• **Directive**:
Put the records below into a two-column CSV with the headers input and output, one row per record. Place the record's text in input and its answer in output, each as a single quoted field with line breaks replaced by spaces.
————————
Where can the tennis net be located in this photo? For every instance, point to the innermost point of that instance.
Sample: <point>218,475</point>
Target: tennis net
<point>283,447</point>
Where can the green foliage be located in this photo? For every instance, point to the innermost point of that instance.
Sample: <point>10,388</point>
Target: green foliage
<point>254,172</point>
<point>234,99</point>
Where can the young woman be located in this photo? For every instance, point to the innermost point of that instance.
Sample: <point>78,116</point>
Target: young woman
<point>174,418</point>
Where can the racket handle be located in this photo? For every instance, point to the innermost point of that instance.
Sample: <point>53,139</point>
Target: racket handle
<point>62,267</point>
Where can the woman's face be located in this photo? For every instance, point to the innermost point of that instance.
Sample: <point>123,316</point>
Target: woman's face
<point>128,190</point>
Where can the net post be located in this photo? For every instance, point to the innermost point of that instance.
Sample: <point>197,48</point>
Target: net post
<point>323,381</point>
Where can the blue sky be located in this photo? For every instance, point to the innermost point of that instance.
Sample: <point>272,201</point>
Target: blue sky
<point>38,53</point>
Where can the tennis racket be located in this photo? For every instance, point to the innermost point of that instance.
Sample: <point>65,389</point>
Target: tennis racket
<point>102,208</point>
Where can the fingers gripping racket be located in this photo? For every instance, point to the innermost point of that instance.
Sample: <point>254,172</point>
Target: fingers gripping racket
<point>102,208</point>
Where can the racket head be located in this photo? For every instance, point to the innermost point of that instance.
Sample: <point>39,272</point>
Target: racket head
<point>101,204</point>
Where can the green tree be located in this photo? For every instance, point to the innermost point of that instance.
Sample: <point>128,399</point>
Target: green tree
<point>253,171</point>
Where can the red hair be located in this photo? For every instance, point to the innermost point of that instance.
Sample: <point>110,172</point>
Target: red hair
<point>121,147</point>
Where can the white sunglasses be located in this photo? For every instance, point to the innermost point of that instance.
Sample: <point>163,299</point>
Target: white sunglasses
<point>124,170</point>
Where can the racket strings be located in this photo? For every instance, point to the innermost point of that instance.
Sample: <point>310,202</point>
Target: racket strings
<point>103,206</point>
————————
• **Solution to this exercise**:
input,output
"Where can the tennis net be located in this photo? For every instance, point to the innermost point of that instance. Sample: <point>218,475</point> Target: tennis net","<point>283,447</point>"
"Where can the green foliage be located in this photo? For every instance, point to the innermost point of that instance. Sample: <point>10,388</point> Target: green foliage","<point>254,172</point> <point>234,99</point>"
"Where can the young woman be located in this photo? For every instance, point to the innermost point of that instance. Sample: <point>78,116</point> Target: young woman","<point>174,418</point>"
"Where can the racket handle be located in this photo? For every instance, point to the innermost point of that instance. Sample: <point>53,139</point> Target: racket handle","<point>62,267</point>"
"Where can the woman's face be located in this photo? For every instance, point to the innermost point of that instance. Sample: <point>123,316</point> Target: woman's face","<point>128,190</point>"
"Where can the net post be located in this photo? For every instance, point to the innermost point of that instance. Sample: <point>197,48</point> Target: net post","<point>323,381</point>"
"Where can the blue sky be located in this photo? For every instance, point to the innermost point of that instance. Sample: <point>272,201</point> Target: blue sky","<point>38,53</point>"
"Where can the tennis racket be located in this photo? For every instance, point to the innermost point of that instance. Sample: <point>65,389</point> Target: tennis racket","<point>102,208</point>"
"Where can the fingers gripping racket be located in this photo? For every instance, point to the innermost point of that instance. Sample: <point>254,172</point> Target: fingers gripping racket","<point>102,208</point>"
"Where can the racket head be located in this photo? For every instance, point to the innermost point of that instance. Sample: <point>39,272</point> Target: racket head","<point>101,204</point>"
"Where can the green tree be located in this photo? For every instance, point to the innermost point of that instance. Sample: <point>128,399</point> Target: green tree","<point>253,171</point>"
"Where can the red hair be located in this photo? For every instance, point to the innermost point of that instance. Sample: <point>110,172</point> Target: red hair","<point>121,147</point>"
"Where can the white sunglasses be located in this photo? For every instance, point to the innermost point of that instance. Sample: <point>163,299</point> Target: white sunglasses","<point>124,170</point>"
"Where can the racket strings be located in this photo? For every instance, point to the innermost point of that instance. Sample: <point>310,202</point> Target: racket strings","<point>103,206</point>"